=== GIVEN ENTRIES ===

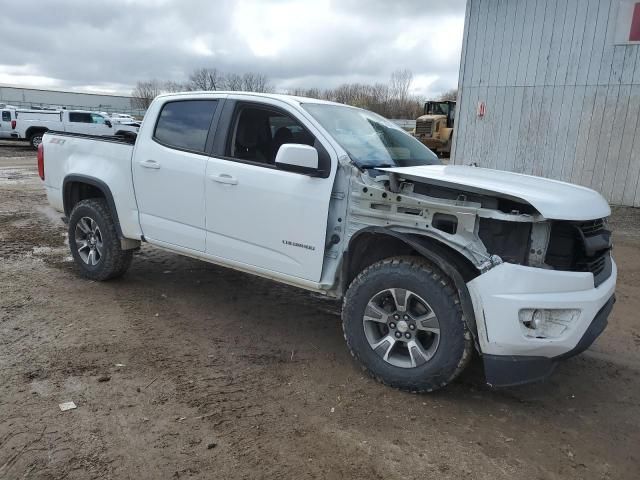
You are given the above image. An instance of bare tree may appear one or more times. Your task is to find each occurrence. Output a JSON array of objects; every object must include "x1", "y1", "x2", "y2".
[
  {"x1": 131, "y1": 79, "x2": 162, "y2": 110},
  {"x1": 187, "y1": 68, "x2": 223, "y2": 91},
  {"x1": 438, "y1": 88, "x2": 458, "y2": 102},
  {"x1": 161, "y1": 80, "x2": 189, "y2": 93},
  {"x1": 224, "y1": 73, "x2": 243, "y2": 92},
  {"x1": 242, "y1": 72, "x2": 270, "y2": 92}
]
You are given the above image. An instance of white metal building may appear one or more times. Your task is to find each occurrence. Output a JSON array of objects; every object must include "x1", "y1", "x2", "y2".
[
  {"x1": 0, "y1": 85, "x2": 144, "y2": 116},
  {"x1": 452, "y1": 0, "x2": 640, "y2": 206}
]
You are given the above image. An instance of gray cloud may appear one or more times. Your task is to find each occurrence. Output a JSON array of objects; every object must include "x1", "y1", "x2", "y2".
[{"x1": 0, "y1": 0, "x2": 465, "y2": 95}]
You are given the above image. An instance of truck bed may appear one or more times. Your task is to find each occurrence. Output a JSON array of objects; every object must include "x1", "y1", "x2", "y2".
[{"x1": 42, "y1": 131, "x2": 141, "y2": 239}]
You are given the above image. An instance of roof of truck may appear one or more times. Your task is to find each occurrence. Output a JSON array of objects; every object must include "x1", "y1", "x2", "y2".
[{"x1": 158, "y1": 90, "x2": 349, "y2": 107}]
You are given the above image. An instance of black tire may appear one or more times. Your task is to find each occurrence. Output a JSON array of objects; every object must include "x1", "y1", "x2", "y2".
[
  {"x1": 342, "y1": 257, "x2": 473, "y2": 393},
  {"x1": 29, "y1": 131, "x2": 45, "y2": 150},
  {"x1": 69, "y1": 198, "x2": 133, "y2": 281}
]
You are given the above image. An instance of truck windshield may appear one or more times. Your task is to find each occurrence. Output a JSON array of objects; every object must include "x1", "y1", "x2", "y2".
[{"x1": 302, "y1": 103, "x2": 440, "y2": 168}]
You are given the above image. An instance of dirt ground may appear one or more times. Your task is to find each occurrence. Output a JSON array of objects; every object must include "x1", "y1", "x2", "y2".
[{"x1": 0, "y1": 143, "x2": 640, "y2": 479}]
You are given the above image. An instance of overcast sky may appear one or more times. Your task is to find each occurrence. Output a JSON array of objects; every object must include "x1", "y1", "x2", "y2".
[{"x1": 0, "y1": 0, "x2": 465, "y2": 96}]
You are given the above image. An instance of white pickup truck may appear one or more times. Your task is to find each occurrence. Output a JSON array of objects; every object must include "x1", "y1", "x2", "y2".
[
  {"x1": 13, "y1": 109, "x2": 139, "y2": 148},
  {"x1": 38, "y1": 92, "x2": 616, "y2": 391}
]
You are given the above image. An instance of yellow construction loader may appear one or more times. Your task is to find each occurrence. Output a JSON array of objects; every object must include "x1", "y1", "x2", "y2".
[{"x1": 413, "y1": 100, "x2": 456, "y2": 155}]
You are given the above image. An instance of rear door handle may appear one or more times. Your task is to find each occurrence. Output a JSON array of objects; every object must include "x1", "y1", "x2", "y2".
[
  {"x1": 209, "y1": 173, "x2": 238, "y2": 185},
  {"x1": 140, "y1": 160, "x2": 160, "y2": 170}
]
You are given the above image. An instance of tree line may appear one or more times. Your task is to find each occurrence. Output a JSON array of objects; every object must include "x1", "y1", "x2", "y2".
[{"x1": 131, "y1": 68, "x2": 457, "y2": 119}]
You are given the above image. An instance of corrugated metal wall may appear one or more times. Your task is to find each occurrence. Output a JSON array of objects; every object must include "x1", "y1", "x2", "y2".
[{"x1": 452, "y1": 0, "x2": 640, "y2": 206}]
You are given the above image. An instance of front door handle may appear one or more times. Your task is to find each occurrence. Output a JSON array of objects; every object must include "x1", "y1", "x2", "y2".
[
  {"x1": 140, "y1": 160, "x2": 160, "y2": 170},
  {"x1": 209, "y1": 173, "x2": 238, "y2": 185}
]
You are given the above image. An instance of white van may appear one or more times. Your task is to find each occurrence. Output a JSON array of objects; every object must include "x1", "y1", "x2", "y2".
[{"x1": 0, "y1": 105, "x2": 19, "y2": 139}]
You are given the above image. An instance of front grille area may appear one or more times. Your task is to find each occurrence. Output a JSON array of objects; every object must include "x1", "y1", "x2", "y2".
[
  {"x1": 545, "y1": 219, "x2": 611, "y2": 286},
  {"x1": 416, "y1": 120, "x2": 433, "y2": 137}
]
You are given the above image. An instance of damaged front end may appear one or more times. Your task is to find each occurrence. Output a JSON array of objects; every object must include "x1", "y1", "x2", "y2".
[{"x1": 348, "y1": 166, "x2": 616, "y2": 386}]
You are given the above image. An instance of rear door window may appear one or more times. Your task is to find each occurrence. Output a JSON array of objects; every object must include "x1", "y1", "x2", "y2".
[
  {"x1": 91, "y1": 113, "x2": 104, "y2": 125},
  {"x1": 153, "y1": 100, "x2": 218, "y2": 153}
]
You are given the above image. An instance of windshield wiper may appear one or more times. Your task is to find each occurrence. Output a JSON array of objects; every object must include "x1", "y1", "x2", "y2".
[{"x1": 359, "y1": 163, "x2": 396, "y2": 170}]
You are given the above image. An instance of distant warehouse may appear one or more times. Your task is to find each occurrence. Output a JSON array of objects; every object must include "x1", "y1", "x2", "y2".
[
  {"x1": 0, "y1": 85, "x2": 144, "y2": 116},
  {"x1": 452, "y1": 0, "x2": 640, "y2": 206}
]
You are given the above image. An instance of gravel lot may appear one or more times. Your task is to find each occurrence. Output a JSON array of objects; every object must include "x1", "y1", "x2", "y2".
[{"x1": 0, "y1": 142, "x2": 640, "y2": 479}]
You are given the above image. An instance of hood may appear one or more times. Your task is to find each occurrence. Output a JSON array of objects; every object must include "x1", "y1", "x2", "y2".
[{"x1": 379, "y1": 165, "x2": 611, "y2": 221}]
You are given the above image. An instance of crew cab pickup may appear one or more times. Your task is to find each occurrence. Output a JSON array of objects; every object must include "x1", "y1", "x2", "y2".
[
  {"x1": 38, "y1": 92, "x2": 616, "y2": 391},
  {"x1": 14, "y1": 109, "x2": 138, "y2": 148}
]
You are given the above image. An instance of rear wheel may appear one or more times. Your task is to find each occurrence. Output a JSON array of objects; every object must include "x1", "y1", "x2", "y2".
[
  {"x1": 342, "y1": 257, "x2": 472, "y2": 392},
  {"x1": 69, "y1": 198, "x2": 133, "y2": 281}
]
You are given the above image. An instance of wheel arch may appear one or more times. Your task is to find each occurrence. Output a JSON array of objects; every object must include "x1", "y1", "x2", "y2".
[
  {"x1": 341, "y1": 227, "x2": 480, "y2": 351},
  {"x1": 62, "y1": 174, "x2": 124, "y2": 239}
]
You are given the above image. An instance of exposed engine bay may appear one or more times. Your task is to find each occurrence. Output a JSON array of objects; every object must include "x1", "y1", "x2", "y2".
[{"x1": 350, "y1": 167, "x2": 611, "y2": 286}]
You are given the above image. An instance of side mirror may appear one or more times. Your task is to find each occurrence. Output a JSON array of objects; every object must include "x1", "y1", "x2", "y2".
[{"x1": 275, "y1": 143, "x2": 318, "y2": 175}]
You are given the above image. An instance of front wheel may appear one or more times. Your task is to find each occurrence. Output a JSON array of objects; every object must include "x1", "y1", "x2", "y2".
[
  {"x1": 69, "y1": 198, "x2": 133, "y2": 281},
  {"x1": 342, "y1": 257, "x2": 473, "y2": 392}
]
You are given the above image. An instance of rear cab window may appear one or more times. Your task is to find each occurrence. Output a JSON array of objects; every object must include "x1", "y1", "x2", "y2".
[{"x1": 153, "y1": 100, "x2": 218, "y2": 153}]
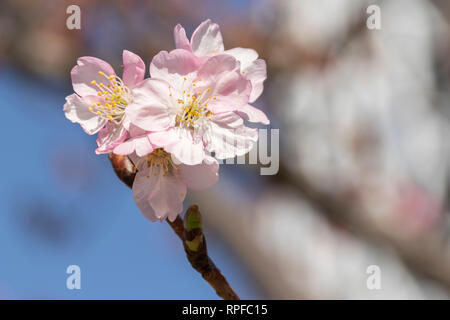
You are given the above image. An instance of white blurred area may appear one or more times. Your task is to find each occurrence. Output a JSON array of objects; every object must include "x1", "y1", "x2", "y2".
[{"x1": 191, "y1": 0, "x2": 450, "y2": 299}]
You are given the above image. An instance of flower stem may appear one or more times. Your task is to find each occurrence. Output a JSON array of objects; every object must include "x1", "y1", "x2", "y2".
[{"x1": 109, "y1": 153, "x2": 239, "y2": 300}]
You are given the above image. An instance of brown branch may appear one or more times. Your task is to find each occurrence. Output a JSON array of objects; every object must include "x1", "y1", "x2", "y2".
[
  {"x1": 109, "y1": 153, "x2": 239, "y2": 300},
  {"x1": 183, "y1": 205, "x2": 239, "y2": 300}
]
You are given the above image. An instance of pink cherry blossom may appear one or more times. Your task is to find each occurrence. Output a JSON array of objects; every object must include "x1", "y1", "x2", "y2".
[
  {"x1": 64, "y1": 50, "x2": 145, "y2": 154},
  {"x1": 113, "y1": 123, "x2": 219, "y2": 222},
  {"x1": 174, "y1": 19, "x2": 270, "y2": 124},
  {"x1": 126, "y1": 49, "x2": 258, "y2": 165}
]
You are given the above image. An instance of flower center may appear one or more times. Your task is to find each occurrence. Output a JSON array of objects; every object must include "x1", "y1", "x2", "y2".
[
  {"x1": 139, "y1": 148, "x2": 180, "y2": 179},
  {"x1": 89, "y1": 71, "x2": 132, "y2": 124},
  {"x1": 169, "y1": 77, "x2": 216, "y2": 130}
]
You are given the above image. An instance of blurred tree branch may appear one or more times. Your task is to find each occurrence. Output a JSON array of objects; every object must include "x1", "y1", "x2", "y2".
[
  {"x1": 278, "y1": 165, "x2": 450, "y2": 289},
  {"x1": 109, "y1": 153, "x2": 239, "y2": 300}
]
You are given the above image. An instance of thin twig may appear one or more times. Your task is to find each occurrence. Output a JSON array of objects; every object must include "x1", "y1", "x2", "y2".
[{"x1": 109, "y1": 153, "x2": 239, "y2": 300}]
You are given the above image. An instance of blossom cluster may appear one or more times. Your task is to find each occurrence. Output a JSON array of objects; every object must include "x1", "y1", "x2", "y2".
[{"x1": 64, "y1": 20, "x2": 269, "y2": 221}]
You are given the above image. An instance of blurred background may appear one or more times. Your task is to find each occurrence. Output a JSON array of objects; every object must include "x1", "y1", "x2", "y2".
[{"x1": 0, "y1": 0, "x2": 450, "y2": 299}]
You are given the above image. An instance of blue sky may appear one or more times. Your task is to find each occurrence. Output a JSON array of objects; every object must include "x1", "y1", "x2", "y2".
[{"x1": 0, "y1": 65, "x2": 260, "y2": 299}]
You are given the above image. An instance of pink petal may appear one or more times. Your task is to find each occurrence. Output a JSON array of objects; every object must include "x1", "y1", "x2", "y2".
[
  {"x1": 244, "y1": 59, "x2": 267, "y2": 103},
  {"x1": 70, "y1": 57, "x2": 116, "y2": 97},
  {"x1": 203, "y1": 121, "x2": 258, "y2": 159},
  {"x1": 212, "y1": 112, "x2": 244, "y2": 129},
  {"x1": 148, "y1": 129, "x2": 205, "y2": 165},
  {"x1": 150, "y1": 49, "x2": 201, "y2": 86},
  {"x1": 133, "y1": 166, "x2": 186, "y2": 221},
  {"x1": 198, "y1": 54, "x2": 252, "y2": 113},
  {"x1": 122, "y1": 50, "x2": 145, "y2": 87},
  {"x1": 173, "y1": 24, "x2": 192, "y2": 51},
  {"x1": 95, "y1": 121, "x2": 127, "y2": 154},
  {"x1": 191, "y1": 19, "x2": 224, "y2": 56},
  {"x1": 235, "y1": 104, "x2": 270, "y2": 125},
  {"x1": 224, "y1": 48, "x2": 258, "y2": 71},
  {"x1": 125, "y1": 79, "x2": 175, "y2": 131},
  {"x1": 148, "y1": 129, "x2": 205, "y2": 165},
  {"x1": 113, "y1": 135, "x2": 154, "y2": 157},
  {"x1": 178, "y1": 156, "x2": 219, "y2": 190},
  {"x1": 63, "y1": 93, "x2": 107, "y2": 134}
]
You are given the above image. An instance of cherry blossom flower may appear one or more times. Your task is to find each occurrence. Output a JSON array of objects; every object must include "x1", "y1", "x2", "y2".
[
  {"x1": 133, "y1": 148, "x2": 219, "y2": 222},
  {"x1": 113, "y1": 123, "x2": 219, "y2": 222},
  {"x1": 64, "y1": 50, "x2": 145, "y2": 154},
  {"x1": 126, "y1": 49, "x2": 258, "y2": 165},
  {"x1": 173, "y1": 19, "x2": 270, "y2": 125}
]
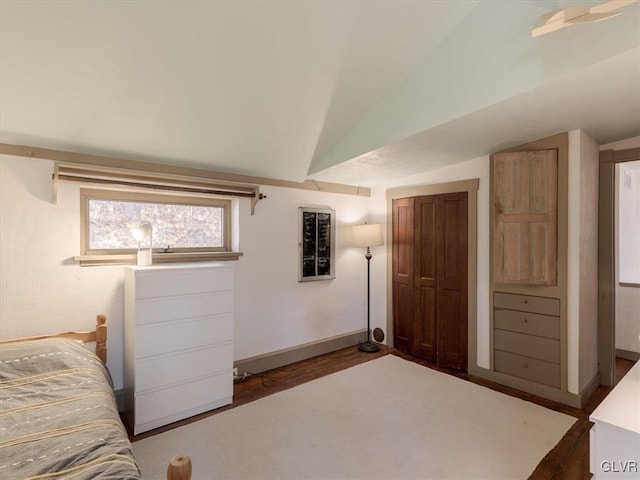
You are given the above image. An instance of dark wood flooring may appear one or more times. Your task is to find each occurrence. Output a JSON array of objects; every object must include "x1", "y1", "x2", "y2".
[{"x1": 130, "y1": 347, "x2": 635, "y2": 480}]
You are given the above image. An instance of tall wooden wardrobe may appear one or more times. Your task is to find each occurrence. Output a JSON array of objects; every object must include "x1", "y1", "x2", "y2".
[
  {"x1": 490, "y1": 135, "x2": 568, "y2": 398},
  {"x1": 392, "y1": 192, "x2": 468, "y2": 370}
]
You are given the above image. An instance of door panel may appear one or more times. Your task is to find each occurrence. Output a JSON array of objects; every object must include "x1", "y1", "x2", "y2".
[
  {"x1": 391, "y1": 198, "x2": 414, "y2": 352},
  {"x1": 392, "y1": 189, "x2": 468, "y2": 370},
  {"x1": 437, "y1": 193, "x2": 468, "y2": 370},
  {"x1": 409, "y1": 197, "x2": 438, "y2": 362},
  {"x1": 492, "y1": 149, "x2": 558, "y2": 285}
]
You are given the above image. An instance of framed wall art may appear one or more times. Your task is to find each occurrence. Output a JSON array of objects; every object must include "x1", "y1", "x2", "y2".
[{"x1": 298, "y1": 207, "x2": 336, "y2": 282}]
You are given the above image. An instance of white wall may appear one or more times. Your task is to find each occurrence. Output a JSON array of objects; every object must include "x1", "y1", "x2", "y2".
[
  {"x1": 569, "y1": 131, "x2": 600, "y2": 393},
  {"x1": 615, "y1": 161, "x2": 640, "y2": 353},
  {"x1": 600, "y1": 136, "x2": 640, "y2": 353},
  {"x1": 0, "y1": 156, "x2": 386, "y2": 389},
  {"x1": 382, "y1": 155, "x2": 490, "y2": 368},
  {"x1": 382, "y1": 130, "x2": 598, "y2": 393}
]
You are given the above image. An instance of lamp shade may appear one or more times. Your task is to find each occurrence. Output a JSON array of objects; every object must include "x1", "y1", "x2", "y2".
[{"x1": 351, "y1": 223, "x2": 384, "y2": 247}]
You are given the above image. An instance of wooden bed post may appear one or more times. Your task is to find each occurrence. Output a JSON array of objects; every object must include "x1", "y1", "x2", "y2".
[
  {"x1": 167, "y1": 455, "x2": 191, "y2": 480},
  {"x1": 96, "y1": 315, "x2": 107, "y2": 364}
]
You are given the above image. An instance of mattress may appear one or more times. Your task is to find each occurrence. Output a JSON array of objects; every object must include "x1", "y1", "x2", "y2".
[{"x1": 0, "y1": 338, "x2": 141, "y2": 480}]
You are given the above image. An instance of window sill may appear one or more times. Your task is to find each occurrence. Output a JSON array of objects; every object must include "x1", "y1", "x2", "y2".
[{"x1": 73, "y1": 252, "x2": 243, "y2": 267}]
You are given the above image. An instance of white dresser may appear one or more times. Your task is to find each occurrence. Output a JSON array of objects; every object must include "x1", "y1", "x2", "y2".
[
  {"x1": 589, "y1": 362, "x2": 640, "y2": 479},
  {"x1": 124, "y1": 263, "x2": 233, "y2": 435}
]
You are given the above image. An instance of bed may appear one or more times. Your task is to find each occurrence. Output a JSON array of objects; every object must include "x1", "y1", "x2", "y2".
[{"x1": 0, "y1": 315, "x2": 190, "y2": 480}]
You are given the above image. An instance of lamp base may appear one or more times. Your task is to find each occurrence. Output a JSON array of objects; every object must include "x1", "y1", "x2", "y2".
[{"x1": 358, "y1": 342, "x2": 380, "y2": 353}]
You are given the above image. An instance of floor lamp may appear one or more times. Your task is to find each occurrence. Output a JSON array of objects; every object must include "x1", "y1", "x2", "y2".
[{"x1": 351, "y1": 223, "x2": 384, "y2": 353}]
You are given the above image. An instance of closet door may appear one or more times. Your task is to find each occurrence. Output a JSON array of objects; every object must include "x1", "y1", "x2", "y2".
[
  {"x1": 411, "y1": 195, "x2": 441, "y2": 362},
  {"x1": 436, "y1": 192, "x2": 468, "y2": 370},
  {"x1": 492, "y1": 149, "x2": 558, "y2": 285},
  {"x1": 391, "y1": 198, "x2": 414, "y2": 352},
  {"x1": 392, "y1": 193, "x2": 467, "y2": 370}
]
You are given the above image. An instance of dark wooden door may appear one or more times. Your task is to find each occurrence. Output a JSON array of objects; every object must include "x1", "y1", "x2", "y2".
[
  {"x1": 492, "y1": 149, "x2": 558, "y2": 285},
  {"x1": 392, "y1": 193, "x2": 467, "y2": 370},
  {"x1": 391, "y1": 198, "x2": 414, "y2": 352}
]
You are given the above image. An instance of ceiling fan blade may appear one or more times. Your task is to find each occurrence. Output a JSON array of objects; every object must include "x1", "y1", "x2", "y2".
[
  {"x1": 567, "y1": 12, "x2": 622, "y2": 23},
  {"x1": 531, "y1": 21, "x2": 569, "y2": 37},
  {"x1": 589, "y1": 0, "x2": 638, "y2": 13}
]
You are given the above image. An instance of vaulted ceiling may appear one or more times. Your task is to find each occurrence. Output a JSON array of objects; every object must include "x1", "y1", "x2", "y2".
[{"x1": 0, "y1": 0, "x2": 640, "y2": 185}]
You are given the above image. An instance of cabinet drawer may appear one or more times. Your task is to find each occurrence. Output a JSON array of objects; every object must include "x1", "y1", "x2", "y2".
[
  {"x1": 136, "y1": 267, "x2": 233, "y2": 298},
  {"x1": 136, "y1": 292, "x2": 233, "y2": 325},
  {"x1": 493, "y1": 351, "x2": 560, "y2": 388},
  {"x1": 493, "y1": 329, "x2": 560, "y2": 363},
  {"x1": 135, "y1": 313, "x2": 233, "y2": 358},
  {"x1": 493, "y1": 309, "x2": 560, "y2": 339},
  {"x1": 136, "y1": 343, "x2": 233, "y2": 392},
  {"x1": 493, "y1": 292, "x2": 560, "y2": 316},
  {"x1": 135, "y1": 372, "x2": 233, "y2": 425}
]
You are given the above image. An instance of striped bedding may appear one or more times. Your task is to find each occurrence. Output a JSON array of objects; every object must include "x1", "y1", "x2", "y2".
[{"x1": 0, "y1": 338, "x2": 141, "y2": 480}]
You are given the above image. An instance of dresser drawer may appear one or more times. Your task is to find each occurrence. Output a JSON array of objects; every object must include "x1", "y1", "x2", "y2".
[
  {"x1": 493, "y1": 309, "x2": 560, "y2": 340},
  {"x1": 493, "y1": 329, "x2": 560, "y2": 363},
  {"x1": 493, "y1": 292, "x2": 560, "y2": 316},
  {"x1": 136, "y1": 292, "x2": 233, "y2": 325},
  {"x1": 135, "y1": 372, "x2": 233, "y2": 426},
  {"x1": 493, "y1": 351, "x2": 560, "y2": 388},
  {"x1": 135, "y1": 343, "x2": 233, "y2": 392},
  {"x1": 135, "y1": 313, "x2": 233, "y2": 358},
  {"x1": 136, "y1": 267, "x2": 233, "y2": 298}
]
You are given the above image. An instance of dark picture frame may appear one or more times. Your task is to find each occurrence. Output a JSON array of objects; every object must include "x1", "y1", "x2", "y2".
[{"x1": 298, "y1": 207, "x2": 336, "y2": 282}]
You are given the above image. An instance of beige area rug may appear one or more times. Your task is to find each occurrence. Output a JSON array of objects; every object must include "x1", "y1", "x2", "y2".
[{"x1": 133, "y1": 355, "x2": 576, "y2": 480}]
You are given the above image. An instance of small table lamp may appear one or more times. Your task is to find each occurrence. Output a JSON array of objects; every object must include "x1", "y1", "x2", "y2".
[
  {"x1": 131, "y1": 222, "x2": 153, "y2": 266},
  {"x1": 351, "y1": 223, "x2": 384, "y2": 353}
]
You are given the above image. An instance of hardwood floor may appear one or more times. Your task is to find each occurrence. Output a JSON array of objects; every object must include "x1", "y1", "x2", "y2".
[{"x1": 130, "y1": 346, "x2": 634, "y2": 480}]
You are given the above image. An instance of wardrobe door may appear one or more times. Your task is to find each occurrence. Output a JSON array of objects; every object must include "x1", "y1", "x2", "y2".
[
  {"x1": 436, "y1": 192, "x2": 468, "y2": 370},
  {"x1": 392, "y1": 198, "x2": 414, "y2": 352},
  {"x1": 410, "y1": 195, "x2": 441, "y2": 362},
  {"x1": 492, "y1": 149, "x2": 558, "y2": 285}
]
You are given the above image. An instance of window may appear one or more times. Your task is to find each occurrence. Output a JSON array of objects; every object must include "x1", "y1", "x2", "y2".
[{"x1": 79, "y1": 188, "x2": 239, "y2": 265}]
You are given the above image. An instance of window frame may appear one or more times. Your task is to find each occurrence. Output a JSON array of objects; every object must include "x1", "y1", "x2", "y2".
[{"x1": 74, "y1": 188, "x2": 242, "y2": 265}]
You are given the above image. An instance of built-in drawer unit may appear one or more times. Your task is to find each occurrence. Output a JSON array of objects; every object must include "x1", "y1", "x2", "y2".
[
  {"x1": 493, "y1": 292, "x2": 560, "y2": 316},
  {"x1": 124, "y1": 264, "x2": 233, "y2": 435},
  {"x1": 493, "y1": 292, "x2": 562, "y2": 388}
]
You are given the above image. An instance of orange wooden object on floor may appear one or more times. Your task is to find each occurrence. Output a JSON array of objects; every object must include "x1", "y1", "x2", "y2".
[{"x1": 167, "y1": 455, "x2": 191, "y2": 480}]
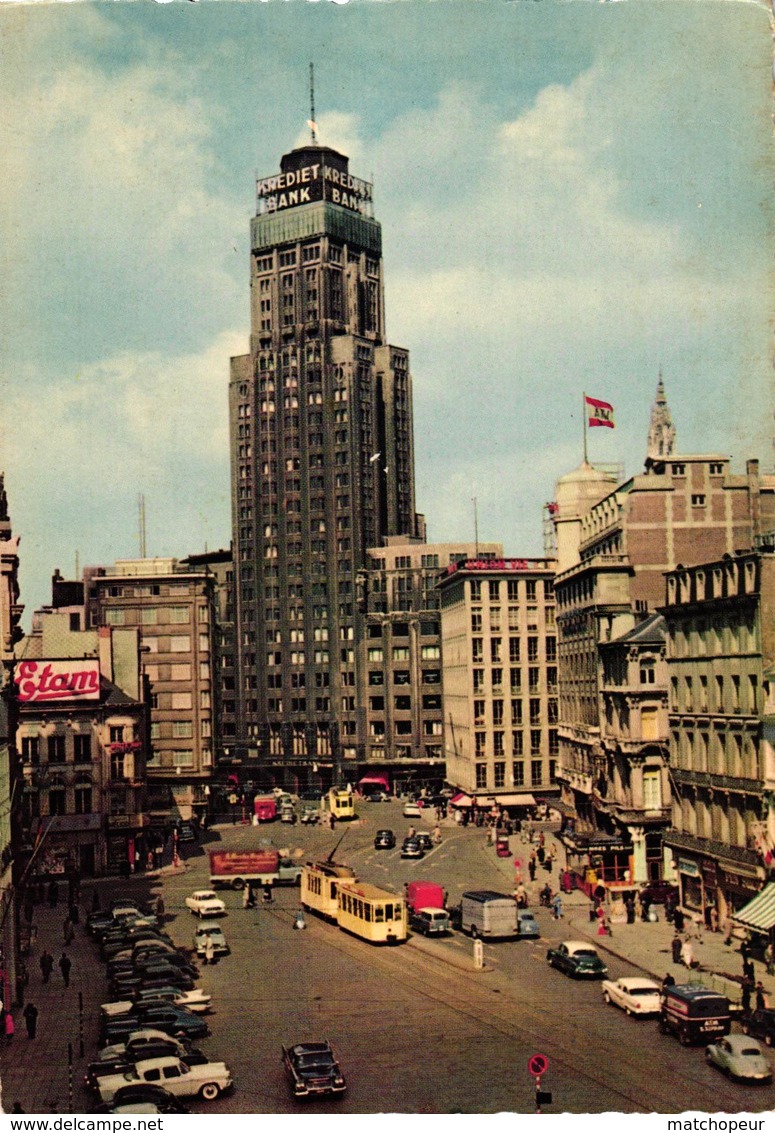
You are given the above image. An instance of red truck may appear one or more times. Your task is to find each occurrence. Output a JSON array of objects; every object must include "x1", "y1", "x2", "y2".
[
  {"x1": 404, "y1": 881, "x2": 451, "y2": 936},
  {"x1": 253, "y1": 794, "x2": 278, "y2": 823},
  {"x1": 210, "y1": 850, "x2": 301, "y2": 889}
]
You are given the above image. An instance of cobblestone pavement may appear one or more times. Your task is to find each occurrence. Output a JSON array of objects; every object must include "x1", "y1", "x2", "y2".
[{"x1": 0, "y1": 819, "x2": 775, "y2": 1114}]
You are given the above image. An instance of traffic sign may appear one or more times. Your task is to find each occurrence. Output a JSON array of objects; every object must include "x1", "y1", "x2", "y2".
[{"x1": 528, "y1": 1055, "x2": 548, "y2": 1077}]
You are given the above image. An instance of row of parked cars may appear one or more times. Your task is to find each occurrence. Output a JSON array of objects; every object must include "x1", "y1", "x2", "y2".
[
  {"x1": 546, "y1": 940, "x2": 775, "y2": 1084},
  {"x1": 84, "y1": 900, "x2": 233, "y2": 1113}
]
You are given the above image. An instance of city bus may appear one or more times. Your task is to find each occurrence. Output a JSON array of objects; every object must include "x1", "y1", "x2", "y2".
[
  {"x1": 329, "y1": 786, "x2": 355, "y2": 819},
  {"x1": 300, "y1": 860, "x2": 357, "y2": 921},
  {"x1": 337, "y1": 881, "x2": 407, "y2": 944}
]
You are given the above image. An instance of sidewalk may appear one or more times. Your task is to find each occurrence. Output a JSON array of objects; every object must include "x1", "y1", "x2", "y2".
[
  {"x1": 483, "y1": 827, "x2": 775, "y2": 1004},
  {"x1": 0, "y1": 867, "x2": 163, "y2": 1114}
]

===

_SET EXERCISE:_ Extract every line of the material that contains the string "handle". Treat uppercase and lowercase letters as different.

_EXPECTED ANSWER:_
You are given the above image. An instance of rear door handle may appear one or more times. Your task is to find each occurrence. Output a JSON array of objects; every object must include "x1", "y1", "x2", "y2".
You are given the above image. An instance of front door handle may appear one or more times. Your task is to find each occurrence. Output a JSON array of objects; every object must include "x1", "y1", "x2", "y2".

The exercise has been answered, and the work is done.